▸ **To do**:
**A)** From the Ame1–Okp1 passage, copy out word for word the part that opens with the words containing "Identification of a" and closes with "(Fig. 3 A).".
**B)** Continue the Ame1–Okp1 passage, beginning right after its last sentence.

Interestingly, during isolation of the recombinant Ame1–Okp1 complex from bacteria, we noticed copurification of bacterial DNA, which could only be removed by repeated high salt washes. This observation prompted us to determine the DNA-binding properties more systematically. Therefore, we incubated DNA-free recombinant AO complex with 230-bp double stranded DNA either encompassing the yeast CEN3 locus or a noncentromeric DNA fragment of similar length and tested their behavior in electrophoretic mobility shift assays. The AO complex displayed DNA-binding activity toward both fragments, as indicated by decreased mobility of the DNA and an altered migration behavior of DNA-bound AO (Fig. 2 G,). In contrast, the Mtw1 complex alone did not interact with DNA in this assay (Fig. 2 H). DNA binding by the AO complex occurred in the presence of the Mtw1 complex, and at a DNA concentration of 0.18 µM, a 30-fold excess of AO complex (6 µM) was required to saturate binding (Fig. 2 H). In buffers of comparable ionic strength, no microtubule-binding activity of AO was detected in cosedimentation experiments (Fig. S1). These results indicate that the Ame1–Okp1 complex is a DNA-binding component of the yeast inner kinetochore.
Identification of a conserved Mtw1 receptor motif in Ame1
To elucidate the molecular basis for the association between the AO complex and the KMN network, we attempted to coexpress and purify Ame1 or Okp1 individually in different combinations with subunits of the Mtw1 complex. We were able to reconstitute a minimal ternary complex consisting of an Mtw1-Nnf1 heterodimer and Ame1 in the absence of Okp1, demonstrating that Ame1 is the critical subunit mediating the association with the Mtw1 complex (Fig. 3 A).
A close inspection of sequence alignments between Ame1CENP-U proteins from distantly related fungi revealed, in addition to the highly conserved C-terminal CENP-U domain, the presence of a short peptide motif encoding a predicted α helix at the extreme N terminus of CENP-U proteins (Fig. 3 B). Regular spacing of positively charged residues suggested that they could be positioned on the same side of the predicted α helix and constitute an interaction motif. To further investigate the role of the N-terminal motif we generated an Ame1–Okp1 complex lacking the N-terminal 15 residues of Ame1. Although wild-type Ame1–Okp1 associated stoichiometrically with an Mtw1-Nnf1 heterodimer (Fig. 3 C), the interaction was disrupted in the Ame115–325 mutant (Fig. 3 D). To ask whether the Ame1 binding motif is not only necessary but also sufficient for binding, we fused the N-terminal 30 amino acids of Ame1 to GST and probed the interaction with the Mtw1 complex. SEC demonstrated that GST-Ame11-30 was sufficient to bind to the Mtw1 complex (Fig. 3 E). Quantitative analysis of the interaction by isothermal titration calorimetry (ITC) showed that full-length Ame1–Okp1 bound to an Mtw1-Nnf1 heterodimer with an apparent dissociation constant of 1.6 µM at a 1:1 stoichiometry. When fused to GST the N-terminal 30 residues of Ame1 bound with similarly high affinity (Kd = 1.5 µM) to the Mtw1-Nnf1 heterodimer, suggesting that the motif is the main, if not the sole, site of interaction with MN (Fig. 3 G).

▸ **Dataset excerpts**:

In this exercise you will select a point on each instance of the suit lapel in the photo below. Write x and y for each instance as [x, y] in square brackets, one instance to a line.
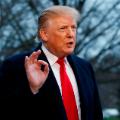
[81, 86]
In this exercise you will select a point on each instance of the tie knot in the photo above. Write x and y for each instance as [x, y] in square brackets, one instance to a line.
[60, 61]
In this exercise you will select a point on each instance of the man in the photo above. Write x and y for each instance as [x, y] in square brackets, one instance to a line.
[64, 83]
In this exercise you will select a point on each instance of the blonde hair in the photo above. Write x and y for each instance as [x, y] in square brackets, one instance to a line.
[56, 11]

▸ **Exercise responses**:
**A)**
Identification of a conserved Mtw1 receptor motif in Ame1
To elucidate the molecular basis for the association between the AO complex and the KMN network, we attempted to coexpress and purify Ame1 or Okp1 individually in different combinations with subunits of the Mtw1 complex. We were able to reconstitute a minimal ternary complex consisting of an Mtw1-Nnf1 heterodimer and Ame1 in the absence of Okp1, demonstrating that Ame1 is the critical subunit mediating the association with the Mtw1 complex (Fig. 3 A).

**B)**
Structural analysis of the Ame1–Okp1 complex
We next structurally characterized the association between the Mtw1 complex and the Ame1–Okp1 complex by single particle negative stain electron microscopy. Visualization of the recombinant Mtw1 complex revealed well-dispersed particles (Fig. 4, A and B) that were suitable for two-dimensional class averaging: the yeast “apo”–Mtw1 complex displayed the previously described characteristic dumbbell shape with a long axis of 25 nm and clearly distinguishable large and small lobes at either end of a stalk (Petrovic et al., 2010; Hornung et al., 2011; Fig. 4 C). The larger lobe showed reduced electron density in its center, hinting at the presence of a cavity (Maskell et al., 2010). In comparison, visualization of the hexameric Mtw1C–AO complex after gel filtration showed an increase in electron density specifically at the larger lobe of the complex, whereas the stalk and smaller lobe appeared relatively unchanged. It seemed that the increase in size of the larger lobe (from 8-nm diameter in the apo–Mtw1 complex to 11–15 nm upon AO binding) did not occur isotropically, but often emerged as extra mass on one side of the Mtw1 complex. In addition, the cavity in the larger lobe was no longer visible, suggesting that the AO complex partially occupies this Mtw1 docking site (Fig. 4 C). The binding mode of the AO complex revealed in these experiments appears different from the previously characterized interaction of a fragment of human CENP-C (residues 1–400) with the Mtw1 complex, which was observed to bind along the entire length of the complex and may rigidify an otherwise flexible conformation (Screpanti et al., 2011).
The conserved Ame1 motif is essential for kinetochore assembly in vivo
Binding of AO to the Mtw1 complex might be one of many redundant connections within the kinetochore architecture, or alternatively play a unique and crucial role during assembly. To analyze the contribution of the Ame1–Mtw1 complex interaction to kinetochore function in vivo, we generated yeast strains that express either Ame1 wild type or mutant protein lacking the Mtw1 receptor motif as the sole source of the protein in the cell. We failed to recover viable haploid spores that expressed only Ame115–324, suggesting that deletion of the Mtw1 binding motif in Ame1 is lethal (Fig. 5 A). To confirm this and create a conditional system for the analysis of terminal phenotypes we used the anchor-away technique to remove the endogenous copy of Ame1 from the yeast nucleus by addition of rapamycin, while expressing wild-type or mutant Ame1 rescue alleles under their endogenous promoter. Serial dilution assays indicated that Ame115–324 was unable to rescue the lethality of Ame1 depletion on rapamycin-containing plates, despite being expressed at levels comparable to a wild-type control (Fig. 5, B and C). Point mutations in the Ame1 motif had differential effects on viability: charge-reversing mutations in the highly conserved arginine residues Arg10 and Arg12 were lethal, whereas mutations of the same residues to alanine or replacement of the less conserved Arg3 residue with aspartate were tolerated (Fig. 5 B).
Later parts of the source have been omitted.